◆ COMPITO ASSEGNATO 1
Cita dall'articolo sui migranti di via Santarò il passo compreso tra "Una decisione che" e "ben altre emozioni.", estremi inclusi.

◆ ESTRATTO SCELTO
########################################
Tovo San Giacomo. “Non c’è nessuno da combattere, non ci sono né vinti né vincitori, né vittime né carnefici. Qui ci sono solo persone”.
Solitamente per raccontare una storia si parte dal primo capitolo, ma stavolta abbiamo deciso di cominciare dall’ultima riga della lettera che Luana Furfari, 36 anni, residente in via Giorni Santarò 76 a Tovo San Giacomo, ci ha scritto per spiegare come la sua vita sia cambiata negli ultimi tre mesi. Ai lettori più attenti non sarà sfuggito che via Santarò a Tovo è quella finita al centro dell’accesa polemica tra i residenti della zona e il Comune per l’arrivo di un gruppo di quindici migranti. I richiedenti asilo hanno trovato sistemazione proprio nell’alloggio vuoto che si trova proprio sotto l’appartamento di Luana e della sua famiglia.
Una decisione che ha scatenato il caos tra gli abitanti della via che, da subito, si sono divisi tra chi si opponeva fermamente all’arrivo dei migranti e chi, pur non avendo nulla da obiettare sull’accoglienza, sosteneva che la sistemazione non fosse idonea (“perché la palazzina in questione ha problemi di agibilità”). Così, tra una promessa e l’altra dei vicini (“non vi lasceremo soli, vi aiuteremo”), è arrivato il giorno in cui i migranti si sono sistemati al civico 76, a “due rampe di scale” da Luana e i genitori. Una convivenza che, come racconta la stessa tovese, è iniziata all’insegna della paura e della rabbia. Sentimenti che, con il passare delle settimane, però, hanno lasciato spazio a ben altre emozioni.
Per raccontarle pubblichiamo integralmente la lettera che abbiamo ricevuto perché, nessuno meglio di chi l’ha vissuta, può raccontarvi cosa succede se, da un giorno all’altro, i vostri vicini di casa diventano quindici migranti e, in paese, iniziano a chiamarvi “gli amici dei negri”.
########################################
◆ COMPITO ASSEGNATO 2
Riscrivi per intero tutte le voci che seguono, richieste comprese. Moltiplica per 0,3 ogni coordinata dei contorni nelle risposte e arrotonda all'intero più vicino, con le metà per eccesso.

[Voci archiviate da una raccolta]
########################################
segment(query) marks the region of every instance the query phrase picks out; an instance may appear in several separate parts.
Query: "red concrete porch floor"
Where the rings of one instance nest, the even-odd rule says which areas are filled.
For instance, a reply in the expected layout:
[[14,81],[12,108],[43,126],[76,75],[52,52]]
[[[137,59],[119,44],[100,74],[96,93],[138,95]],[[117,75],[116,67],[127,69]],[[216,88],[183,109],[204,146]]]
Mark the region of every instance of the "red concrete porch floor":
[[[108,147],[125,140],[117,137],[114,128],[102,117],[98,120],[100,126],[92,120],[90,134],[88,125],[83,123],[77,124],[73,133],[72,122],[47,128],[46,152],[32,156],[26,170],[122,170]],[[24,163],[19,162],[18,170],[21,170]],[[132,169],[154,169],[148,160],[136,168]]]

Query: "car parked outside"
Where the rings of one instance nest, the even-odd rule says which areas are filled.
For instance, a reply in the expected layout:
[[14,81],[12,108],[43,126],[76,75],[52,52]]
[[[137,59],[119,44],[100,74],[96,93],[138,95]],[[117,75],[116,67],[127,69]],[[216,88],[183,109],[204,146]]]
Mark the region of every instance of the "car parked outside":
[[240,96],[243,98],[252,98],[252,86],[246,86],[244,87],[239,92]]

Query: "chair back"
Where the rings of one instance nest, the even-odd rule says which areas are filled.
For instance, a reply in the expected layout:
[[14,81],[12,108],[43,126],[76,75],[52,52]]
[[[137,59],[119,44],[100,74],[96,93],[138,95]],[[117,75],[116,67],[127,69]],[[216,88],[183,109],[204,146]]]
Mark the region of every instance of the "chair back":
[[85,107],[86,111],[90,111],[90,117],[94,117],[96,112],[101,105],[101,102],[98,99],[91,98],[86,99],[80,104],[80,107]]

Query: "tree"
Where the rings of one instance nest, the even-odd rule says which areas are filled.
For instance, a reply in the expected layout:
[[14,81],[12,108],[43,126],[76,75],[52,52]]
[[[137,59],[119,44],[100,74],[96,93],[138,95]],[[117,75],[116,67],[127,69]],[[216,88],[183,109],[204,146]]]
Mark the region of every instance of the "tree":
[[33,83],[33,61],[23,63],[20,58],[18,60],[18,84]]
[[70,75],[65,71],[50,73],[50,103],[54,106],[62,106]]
########################################
◆ SOLUZIONE SCRITTA 1
Una decisione che ha scatenato il caos tra gli abitanti della via che, da subito, si sono divisi tra chi si opponeva fermamente all’arrivo dei migranti e chi, pur non avendo nulla da obiettare sull’accoglienza, sosteneva che la sistemazione non fosse idonea (“perché la palazzina in questione ha problemi di agibilità”). Così, tra una promessa e l’altra dei vicini (“non vi lasceremo soli, vi aiuteremo”), è arrivato il giorno in cui i migranti si sono sistemati al civico 76, a “due rampe di scale” da Luana e i genitori. Una convivenza che, come racconta la stessa tovese, è iniziata all’insegna della paura e della rabbia. Sentimenti che, con il passare delle settimane, però, hanno lasciato spazio a ben altre emozioni.

◆ SOLUZIONE SCRITTA 2
segment(query) marks the region of every instance the query phrase picks out; an instance may appear in several separate parts.
Query: "red concrete porch floor"
Where the rings of one instance nest, the even-odd rule says which areas are filled.
For instance, a reply in the expected layout:
[[14,81],[12,108],[43,126],[76,75],[52,52]]
[[[137,59],[119,44],[100,74],[96,93],[138,95]],[[117,75],[116,67],[127,69]],[[216,88],[183,109],[204,146]]]
Mark the region of every instance of the "red concrete porch floor":
[[[32,44],[38,42],[35,41],[34,38],[31,35],[29,36],[30,38],[28,36],[27,40],[26,38],[25,37],[23,37],[22,40],[22,37],[14,38],[14,46],[10,47],[8,51],[37,51]],[[7,49],[6,49],[5,51],[6,51]],[[40,51],[46,51],[44,48],[41,50]]]

Query: "car parked outside"
Where the rings of one instance nest, the even-odd rule says which areas are filled.
For instance, a reply in the expected layout:
[[14,81],[12,108],[43,126],[76,75],[52,52]]
[[[137,59],[119,44],[100,74],[96,93],[138,95]],[[117,75],[116,67],[127,69]],[[216,88],[183,109],[204,146]]]
Mark the region of every instance of the "car parked outside":
[[72,29],[73,29],[76,29],[76,26],[74,26],[73,26],[72,28]]

Query: "chair back"
Where the rings of one instance nest, the even-odd rule says which areas are filled.
For instance, a reply in the expected layout:
[[14,81],[12,108],[43,126],[76,75],[52,52]]
[[[137,59],[119,44],[100,74],[96,93],[138,95]],[[117,75],[116,67],[127,69]],[[216,88],[183,109],[204,146]]]
Mark the region of every instance of the "chair back":
[[26,32],[26,33],[27,33],[27,35],[28,35],[29,34],[30,32],[30,31],[29,30],[27,29],[26,30],[24,31],[24,32]]

Query: "tree"
Where the rings of one instance nest, the even-odd rule says which areas are filled.
For instance, a reply in the expected layout:
[[14,81],[12,108],[43,126],[76,75],[52,52]]
[[[137,59],[119,44],[100,74],[96,93],[138,95]],[[117,75],[116,67],[127,69]],[[216,88],[183,109],[204,146]]]
Mark the region of every instance of the "tree":
[[10,25],[10,18],[7,19],[6,17],[5,18],[5,25]]
[[21,23],[20,21],[15,22],[15,31],[16,32],[19,32]]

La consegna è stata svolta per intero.